Task instructions => Copy out the lines of each item verbatim, omitting the pictures.

Outline records
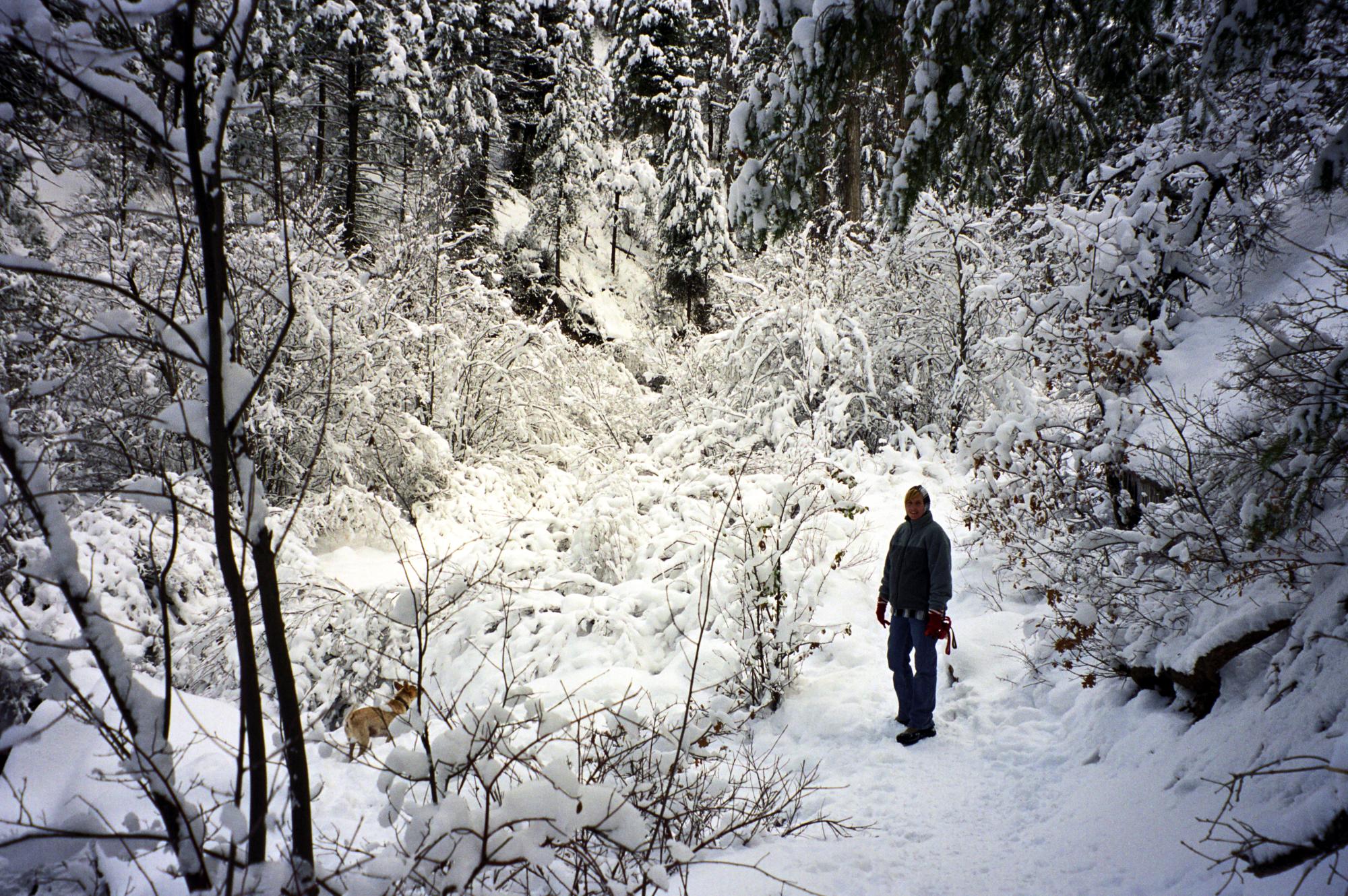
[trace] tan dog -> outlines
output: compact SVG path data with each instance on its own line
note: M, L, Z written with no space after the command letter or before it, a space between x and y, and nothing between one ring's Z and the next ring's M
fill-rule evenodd
M398 689L398 693L394 694L394 699L388 701L388 709L361 706L346 715L346 740L350 741L346 759L364 755L369 749L371 737L394 740L394 736L388 733L388 724L406 713L418 694L417 686L411 682L394 682L394 687ZM359 753L356 752L357 746L360 748Z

Output for this exercise =>
[trace] tan dog -> outlines
output: compact SVG path data with each instance on its own line
note: M, L, Z written with no space after the command letter or before it, a space between x and y, and nothing between one ring's Z and the next ring's M
fill-rule evenodd
M398 689L398 693L394 694L394 699L388 701L388 709L361 706L346 715L346 740L350 741L346 759L364 755L369 749L371 737L394 740L394 736L388 733L388 724L406 713L418 694L417 686L411 682L394 682L394 687ZM359 753L356 752L357 746L360 748Z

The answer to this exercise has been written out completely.